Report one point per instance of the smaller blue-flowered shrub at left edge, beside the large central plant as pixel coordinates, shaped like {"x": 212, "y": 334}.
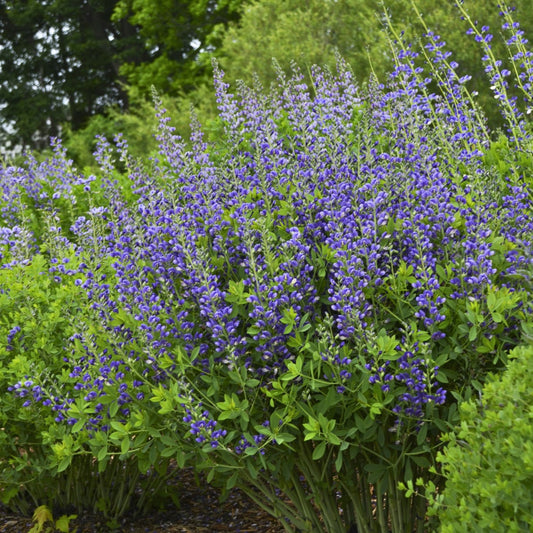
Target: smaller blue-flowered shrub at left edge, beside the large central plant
{"x": 44, "y": 311}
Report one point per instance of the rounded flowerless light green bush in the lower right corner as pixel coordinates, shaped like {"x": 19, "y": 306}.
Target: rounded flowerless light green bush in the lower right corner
{"x": 488, "y": 462}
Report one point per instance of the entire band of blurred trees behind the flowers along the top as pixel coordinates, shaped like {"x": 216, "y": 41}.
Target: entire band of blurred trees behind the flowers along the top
{"x": 65, "y": 61}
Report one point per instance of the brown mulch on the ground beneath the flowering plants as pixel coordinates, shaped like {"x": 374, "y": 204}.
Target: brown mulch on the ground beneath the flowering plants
{"x": 200, "y": 512}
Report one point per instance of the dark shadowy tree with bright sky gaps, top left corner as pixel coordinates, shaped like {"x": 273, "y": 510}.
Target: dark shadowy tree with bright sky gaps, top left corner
{"x": 59, "y": 62}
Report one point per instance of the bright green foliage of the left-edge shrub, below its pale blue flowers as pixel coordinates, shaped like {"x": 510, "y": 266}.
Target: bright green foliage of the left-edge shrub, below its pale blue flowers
{"x": 42, "y": 460}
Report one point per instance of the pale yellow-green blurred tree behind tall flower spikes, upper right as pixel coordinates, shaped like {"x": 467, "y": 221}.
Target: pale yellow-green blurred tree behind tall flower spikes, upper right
{"x": 309, "y": 32}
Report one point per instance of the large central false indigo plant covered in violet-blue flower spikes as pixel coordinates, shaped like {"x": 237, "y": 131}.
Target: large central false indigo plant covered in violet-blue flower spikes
{"x": 298, "y": 307}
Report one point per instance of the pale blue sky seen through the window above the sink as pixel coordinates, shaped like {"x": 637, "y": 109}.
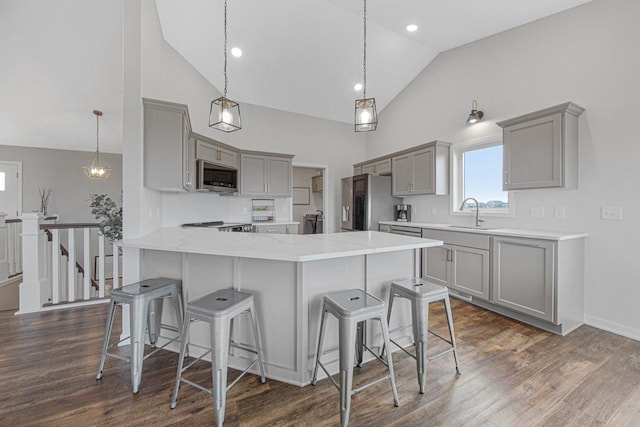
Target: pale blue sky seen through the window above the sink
{"x": 483, "y": 177}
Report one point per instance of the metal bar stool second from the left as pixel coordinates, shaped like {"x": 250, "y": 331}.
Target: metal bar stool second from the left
{"x": 219, "y": 309}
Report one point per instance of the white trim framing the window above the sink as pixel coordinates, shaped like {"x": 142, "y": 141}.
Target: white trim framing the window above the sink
{"x": 457, "y": 180}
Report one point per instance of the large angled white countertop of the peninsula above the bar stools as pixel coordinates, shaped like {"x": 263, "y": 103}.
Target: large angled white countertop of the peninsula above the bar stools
{"x": 279, "y": 247}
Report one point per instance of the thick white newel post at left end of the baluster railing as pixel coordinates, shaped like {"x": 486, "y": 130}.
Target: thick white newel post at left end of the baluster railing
{"x": 33, "y": 279}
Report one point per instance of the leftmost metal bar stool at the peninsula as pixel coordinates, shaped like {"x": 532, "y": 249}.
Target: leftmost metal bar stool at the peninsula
{"x": 145, "y": 302}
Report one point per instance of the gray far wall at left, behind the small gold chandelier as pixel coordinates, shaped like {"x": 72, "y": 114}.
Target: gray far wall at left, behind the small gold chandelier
{"x": 61, "y": 170}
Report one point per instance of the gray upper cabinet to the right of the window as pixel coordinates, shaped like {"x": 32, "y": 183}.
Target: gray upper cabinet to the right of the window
{"x": 541, "y": 149}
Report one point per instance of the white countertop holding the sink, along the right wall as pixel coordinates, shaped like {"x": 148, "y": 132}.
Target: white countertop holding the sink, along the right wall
{"x": 511, "y": 232}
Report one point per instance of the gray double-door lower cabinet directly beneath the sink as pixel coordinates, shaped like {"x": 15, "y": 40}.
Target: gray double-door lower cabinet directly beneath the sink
{"x": 462, "y": 263}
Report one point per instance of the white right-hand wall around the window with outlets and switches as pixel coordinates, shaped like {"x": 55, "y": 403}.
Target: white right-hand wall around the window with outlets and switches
{"x": 588, "y": 55}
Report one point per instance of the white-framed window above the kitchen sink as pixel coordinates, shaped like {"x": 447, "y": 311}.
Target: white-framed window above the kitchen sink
{"x": 479, "y": 175}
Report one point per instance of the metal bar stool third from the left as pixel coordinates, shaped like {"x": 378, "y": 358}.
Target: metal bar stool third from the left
{"x": 352, "y": 308}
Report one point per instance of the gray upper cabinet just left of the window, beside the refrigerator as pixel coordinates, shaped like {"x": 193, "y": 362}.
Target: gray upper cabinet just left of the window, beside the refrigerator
{"x": 421, "y": 170}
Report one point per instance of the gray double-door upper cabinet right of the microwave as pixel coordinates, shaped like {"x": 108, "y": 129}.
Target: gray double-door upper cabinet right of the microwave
{"x": 265, "y": 175}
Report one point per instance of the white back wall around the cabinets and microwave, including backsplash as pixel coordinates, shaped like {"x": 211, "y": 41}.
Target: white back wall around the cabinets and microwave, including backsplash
{"x": 167, "y": 76}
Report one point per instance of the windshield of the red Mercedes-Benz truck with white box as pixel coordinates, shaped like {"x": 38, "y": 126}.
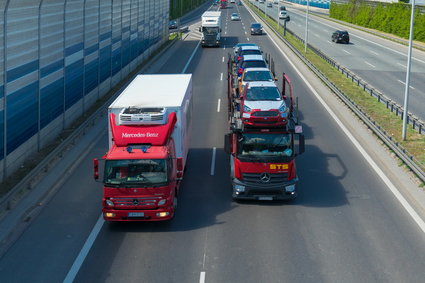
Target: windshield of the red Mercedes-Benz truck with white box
{"x": 136, "y": 173}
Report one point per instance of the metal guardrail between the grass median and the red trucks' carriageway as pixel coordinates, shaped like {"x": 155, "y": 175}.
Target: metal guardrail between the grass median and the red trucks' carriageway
{"x": 401, "y": 152}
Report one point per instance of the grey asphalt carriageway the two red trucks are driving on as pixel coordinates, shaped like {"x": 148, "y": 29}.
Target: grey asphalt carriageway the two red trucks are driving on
{"x": 345, "y": 226}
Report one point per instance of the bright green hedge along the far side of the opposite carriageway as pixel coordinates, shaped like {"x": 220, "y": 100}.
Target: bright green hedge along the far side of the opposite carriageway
{"x": 391, "y": 18}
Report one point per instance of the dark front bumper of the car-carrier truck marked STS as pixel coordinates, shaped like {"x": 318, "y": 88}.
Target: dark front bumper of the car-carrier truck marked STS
{"x": 282, "y": 191}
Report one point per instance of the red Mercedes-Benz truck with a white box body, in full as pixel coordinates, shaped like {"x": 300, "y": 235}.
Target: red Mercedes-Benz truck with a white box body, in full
{"x": 149, "y": 133}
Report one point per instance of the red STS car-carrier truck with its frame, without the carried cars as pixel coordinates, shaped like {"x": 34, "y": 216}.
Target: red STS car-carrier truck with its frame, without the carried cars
{"x": 262, "y": 158}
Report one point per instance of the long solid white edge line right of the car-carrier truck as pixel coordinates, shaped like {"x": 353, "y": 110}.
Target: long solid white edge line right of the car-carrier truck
{"x": 366, "y": 156}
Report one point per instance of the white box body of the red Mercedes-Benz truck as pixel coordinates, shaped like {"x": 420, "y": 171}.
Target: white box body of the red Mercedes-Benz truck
{"x": 149, "y": 99}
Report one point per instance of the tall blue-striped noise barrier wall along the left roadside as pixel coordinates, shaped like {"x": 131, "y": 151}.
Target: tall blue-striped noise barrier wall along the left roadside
{"x": 57, "y": 57}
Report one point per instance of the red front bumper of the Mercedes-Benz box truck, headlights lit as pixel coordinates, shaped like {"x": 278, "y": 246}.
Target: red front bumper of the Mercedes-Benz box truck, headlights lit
{"x": 160, "y": 214}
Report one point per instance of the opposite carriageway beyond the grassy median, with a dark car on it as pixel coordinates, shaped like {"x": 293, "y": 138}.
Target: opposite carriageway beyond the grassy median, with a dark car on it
{"x": 381, "y": 63}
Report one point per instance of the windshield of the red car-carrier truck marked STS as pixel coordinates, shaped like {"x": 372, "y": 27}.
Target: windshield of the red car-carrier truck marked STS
{"x": 257, "y": 145}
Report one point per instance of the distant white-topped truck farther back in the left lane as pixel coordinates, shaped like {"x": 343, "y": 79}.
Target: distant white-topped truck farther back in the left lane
{"x": 211, "y": 28}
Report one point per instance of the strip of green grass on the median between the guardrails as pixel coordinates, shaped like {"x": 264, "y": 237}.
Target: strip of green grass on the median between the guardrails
{"x": 392, "y": 124}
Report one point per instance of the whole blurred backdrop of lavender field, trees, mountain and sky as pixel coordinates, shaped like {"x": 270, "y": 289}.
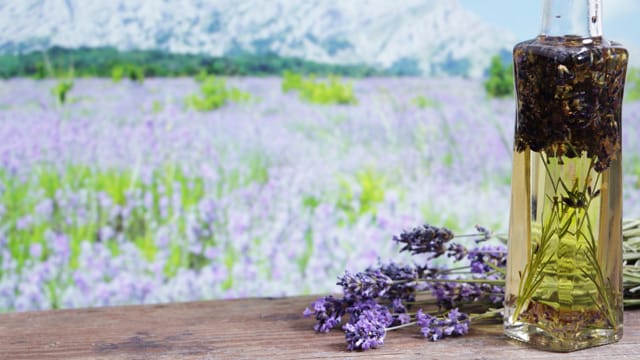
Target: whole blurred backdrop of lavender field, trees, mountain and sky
{"x": 156, "y": 151}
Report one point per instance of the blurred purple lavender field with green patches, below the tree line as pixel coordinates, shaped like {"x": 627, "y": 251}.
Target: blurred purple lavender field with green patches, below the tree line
{"x": 123, "y": 196}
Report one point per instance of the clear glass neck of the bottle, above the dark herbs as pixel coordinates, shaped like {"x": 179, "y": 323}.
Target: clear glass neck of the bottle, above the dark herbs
{"x": 574, "y": 18}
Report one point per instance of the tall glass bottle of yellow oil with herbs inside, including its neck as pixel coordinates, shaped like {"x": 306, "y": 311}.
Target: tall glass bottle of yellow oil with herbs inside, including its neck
{"x": 564, "y": 268}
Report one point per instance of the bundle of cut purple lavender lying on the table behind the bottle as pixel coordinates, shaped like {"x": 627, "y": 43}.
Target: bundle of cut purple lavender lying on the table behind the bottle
{"x": 441, "y": 301}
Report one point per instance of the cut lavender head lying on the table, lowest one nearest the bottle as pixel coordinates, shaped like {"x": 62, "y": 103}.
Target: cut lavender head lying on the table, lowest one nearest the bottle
{"x": 435, "y": 328}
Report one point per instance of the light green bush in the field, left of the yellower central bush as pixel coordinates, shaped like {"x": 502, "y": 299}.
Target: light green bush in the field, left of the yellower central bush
{"x": 214, "y": 94}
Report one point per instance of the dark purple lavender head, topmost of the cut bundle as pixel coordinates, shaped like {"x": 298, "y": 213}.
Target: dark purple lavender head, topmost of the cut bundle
{"x": 426, "y": 239}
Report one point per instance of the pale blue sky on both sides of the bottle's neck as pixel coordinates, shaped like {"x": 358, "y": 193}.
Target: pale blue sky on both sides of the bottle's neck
{"x": 522, "y": 18}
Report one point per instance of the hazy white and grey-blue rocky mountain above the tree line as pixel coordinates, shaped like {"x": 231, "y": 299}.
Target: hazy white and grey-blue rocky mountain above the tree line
{"x": 430, "y": 36}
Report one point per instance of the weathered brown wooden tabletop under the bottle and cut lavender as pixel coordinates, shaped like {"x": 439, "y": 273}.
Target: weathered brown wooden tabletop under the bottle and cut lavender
{"x": 248, "y": 329}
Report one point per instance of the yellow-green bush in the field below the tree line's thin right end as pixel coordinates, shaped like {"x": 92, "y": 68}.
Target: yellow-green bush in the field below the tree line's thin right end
{"x": 330, "y": 91}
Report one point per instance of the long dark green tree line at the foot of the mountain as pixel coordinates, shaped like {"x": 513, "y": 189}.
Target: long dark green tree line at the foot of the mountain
{"x": 109, "y": 62}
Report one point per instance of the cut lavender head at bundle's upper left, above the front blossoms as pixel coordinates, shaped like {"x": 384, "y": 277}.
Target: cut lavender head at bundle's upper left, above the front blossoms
{"x": 365, "y": 285}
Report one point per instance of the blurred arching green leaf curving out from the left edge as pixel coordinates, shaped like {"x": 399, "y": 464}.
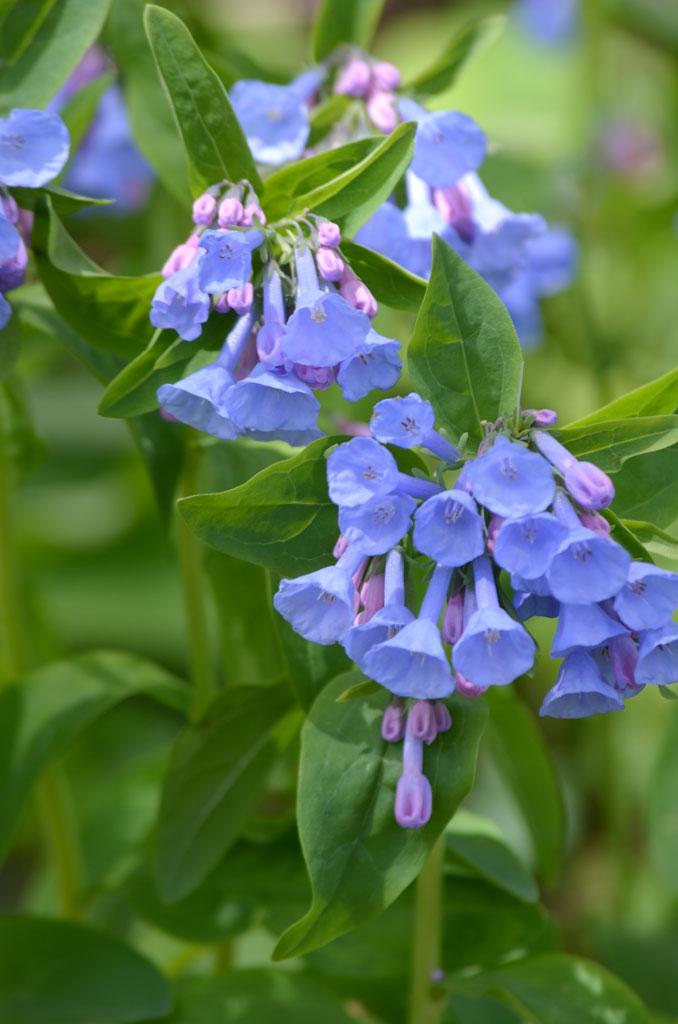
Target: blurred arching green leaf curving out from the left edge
{"x": 55, "y": 704}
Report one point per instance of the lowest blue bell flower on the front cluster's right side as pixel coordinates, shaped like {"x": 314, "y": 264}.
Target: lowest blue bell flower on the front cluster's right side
{"x": 580, "y": 691}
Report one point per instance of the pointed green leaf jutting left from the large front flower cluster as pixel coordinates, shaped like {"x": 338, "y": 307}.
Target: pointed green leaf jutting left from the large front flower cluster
{"x": 282, "y": 519}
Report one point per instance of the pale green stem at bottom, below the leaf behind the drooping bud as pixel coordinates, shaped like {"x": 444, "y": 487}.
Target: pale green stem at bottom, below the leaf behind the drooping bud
{"x": 425, "y": 1007}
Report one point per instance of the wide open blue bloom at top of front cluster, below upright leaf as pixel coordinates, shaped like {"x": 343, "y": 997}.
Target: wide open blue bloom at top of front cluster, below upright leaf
{"x": 511, "y": 481}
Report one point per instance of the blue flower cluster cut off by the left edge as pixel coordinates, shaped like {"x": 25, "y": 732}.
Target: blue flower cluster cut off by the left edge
{"x": 34, "y": 148}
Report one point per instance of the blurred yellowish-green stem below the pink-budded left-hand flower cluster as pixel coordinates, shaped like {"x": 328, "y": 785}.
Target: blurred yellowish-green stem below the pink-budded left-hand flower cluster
{"x": 190, "y": 561}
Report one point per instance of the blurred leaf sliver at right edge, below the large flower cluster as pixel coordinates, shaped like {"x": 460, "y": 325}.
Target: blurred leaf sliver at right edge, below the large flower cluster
{"x": 662, "y": 812}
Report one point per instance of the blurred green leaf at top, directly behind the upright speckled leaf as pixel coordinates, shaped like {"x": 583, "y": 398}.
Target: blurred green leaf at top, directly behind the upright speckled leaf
{"x": 151, "y": 118}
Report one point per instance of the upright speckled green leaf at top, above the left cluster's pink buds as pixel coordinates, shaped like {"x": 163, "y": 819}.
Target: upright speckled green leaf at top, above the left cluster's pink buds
{"x": 215, "y": 143}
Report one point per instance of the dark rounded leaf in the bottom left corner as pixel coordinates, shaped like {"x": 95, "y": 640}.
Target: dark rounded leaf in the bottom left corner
{"x": 54, "y": 972}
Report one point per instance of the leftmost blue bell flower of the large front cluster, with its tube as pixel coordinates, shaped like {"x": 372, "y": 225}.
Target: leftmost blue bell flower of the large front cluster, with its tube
{"x": 320, "y": 606}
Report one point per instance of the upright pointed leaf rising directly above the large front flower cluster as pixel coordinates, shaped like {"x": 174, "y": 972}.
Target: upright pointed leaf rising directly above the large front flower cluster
{"x": 464, "y": 356}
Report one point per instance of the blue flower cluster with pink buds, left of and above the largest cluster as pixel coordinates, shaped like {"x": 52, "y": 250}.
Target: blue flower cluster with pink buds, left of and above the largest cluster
{"x": 305, "y": 322}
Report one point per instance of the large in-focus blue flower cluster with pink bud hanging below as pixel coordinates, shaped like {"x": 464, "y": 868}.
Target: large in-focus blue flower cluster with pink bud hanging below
{"x": 519, "y": 534}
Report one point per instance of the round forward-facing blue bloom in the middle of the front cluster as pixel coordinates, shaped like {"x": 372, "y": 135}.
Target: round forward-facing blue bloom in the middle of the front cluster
{"x": 450, "y": 529}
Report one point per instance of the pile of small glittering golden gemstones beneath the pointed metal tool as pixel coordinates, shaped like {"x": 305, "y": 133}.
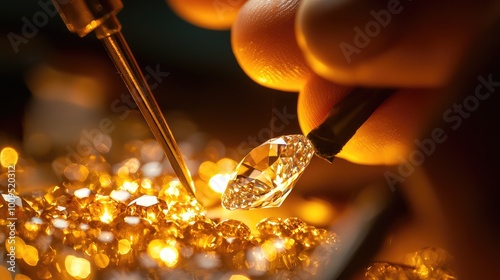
■ ■ ■ ■
**Work instruction:** From the records above, extract the lines from the one holding "Target: entire band" through the one holding "Report one point per instance of the metal bar stool second", word for word; omit the pictures.

**Solution for this problem:**
Target: entire band of blurred trees behind the flowers along the top
{"x": 65, "y": 61}
Report one point per instance of the brown mulch on the ground beneath the flowering plants as pixel coordinates, shaped like {"x": 374, "y": 204}.
Target: brown mulch on the ground beneath the flowering plants
{"x": 200, "y": 512}
Report one point per instance of the dark shadowy tree with bright sky gaps, top left corner as pixel coordinates, shaped like {"x": 273, "y": 510}.
Target: dark shadowy tree with bright sky gaps, top left corner
{"x": 59, "y": 62}
Report one point per instance of the bright green foliage of the left-edge shrub, below its pale blue flowers as pixel coordinates, shaped like {"x": 510, "y": 266}.
Target: bright green foliage of the left-edge shrub, below its pale blue flowers
{"x": 42, "y": 460}
Report one point per instance of the pale yellow-green blurred tree behind tall flower spikes, upper right as pixel coordinates, shaped like {"x": 467, "y": 221}.
Target: pale yellow-green blurred tree behind tall flower spikes, upper right
{"x": 309, "y": 32}
Report one point per instance of the large central false indigo plant covered in violet-blue flower spikes as pixel coordinates, shaped like {"x": 237, "y": 131}.
Target: large central false indigo plant covered in violet-blue flower spikes
{"x": 298, "y": 307}
Report one point per instance of the pale blue sky seen through the window above the sink as pixel coordinates, shaped like {"x": 637, "y": 109}.
Target: pale blue sky seen through the window above the sink
{"x": 483, "y": 177}
Report one point per instance of the metal bar stool second from the left as pixel coordinates, shaped like {"x": 250, "y": 331}.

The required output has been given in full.